Selection:
--- Start ---

Hi,

If you are interested in radical changes to delivering content,
you might want to check out http://en.wikipedia.org/wiki/Content-centric_networking

I just came across this very bright idea in the latest CACM:
"Networking Named Content", Van Jacobson et. al.
Jan 2012, vol 55, no 1, pp 117-124
DOI:10.1145/2063176.2063204

Jim Laurino

On 01/23/2012 06:23:55 PM, George Herbert - [email protected] wrote:
On Mon, Jan 23, 2012 at 11:41 AM, Gerard Meijssen
<[email protected]> wrote:
> Hoi,
> What we need is a database with a robust and fool proof synchronisation
> process. Latency is important when all the databases have to be
> synchronised all the time. When articles only need to be the latest when
> they are readied for editing it is less of an issue.
>
> When the data is shared over many computers in for instance a peer to peer
> network, the real cost can be high but when the cost is shared by
> volunteers and organisations volunteering it is no longer much of an issue
> for the central organisation.
>
> Databases of such a design are not that rare. There has been research on
> this for Wikipedia usage in Amsterdam where it is considered feasible.
> Thanks,
>     Gerard
>
>
> On 23 January 2012 18:48, Leslie Carr <[email protected]> wrote:
>
>> On Mon, Jan 23, 2012 at 9:38 AM, cyrano <[email protected]> wrote:
>> > Hello, this topic is from foundation-l, I think it is more suited on
>> > wikitech-l.

--- End ---

Brief 1:
Arrange every one of the records below as a Markdown table with columns named No. and Line, one row per line with its row number, skipping blank lines. Leave the pictures out of the table.

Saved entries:
--- Start ---

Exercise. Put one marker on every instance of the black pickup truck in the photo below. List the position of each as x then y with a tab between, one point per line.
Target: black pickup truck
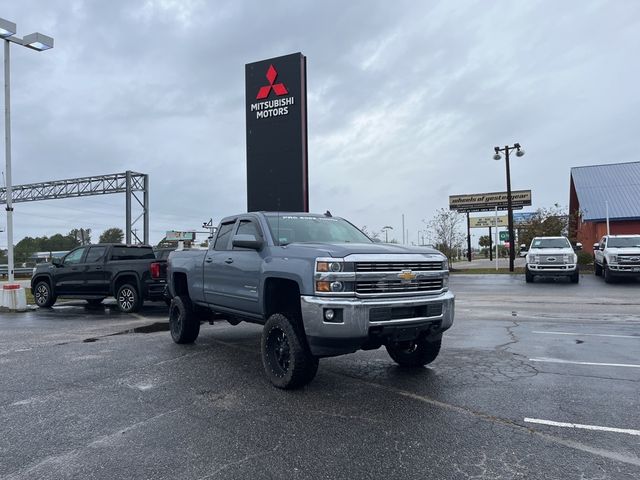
130	273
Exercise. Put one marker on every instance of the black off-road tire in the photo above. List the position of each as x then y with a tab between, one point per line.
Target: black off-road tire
287	360
43	295
128	298
528	277
183	324
606	274
417	353
597	270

--- End ---

Brief 2:
Set down the entire email thread shown above, unchanged.

Result 1:
| No. | Line |
|---|---|
| 1 | Exercise. Put one marker on every instance of the black pickup truck in the photo below. List the position of each as x then y with a tab between, one point per line. |
| 2 | Target: black pickup truck |
| 3 | 130	273 |
| 4 | Exercise. Put one marker on every instance of the black off-road tire in the photo above. List the position of each as x then y with a tab between, one point per line. |
| 5 | Target: black off-road tire |
| 6 | 287	360 |
| 7 | 43	295 |
| 8 | 128	298 |
| 9 | 528	277 |
| 10 | 183	324 |
| 11 | 606	274 |
| 12 | 417	353 |
| 13 | 597	270 |

Result 2:
Hi,

If you are interested in radical changes to delivering content,
you might want to check out http://en.wikipedia.org/wiki/Content-centric_networking

I just came across this very bright idea in the latest CACM:
"Networking Named Content", Van Jacobson et. al.
Jan 2012, vol 55, no 1, pp 117-124
DOI:10.1145/2063176.2063204

Jim Laurino

On 01/23/2012 06:23:55 PM, George Herbert - [email protected] wrote:
On Mon, Jan 23, 2012 at 11:41 AM, Gerard Meijssen
<[email protected]> wrote:
> Hoi,
> What we need is a database with a robust and fool proof synchronisation
> process. Latency is important when all the databases have to be
> synchronised all the time. When articles only need to be the latest when
> they are readied for editing it is less of an issue.
>
> When the data is shared over many computers in for instance a peer to peer
> network, the real cost can be high but when the cost is shared by
> volunteers and organisations volunteering it is no longer much of an issue
> for the central organisation.
>
> Databases of such a design are not that rare. There has been research on
> this for Wikipedia usage in Amsterdam where it is considered feasible.
> Thanks,
>     Gerard
>
>
> On 23 January 2012 18:48, Leslie Carr <[email protected]> wrote:
>
>> On Mon, Jan 23, 2012 at 9:38 AM, cyrano <[email protected]> wrote:
>> > Hello, this topic is from foundation-l, I think it is more suited on
>> > wikitech-l.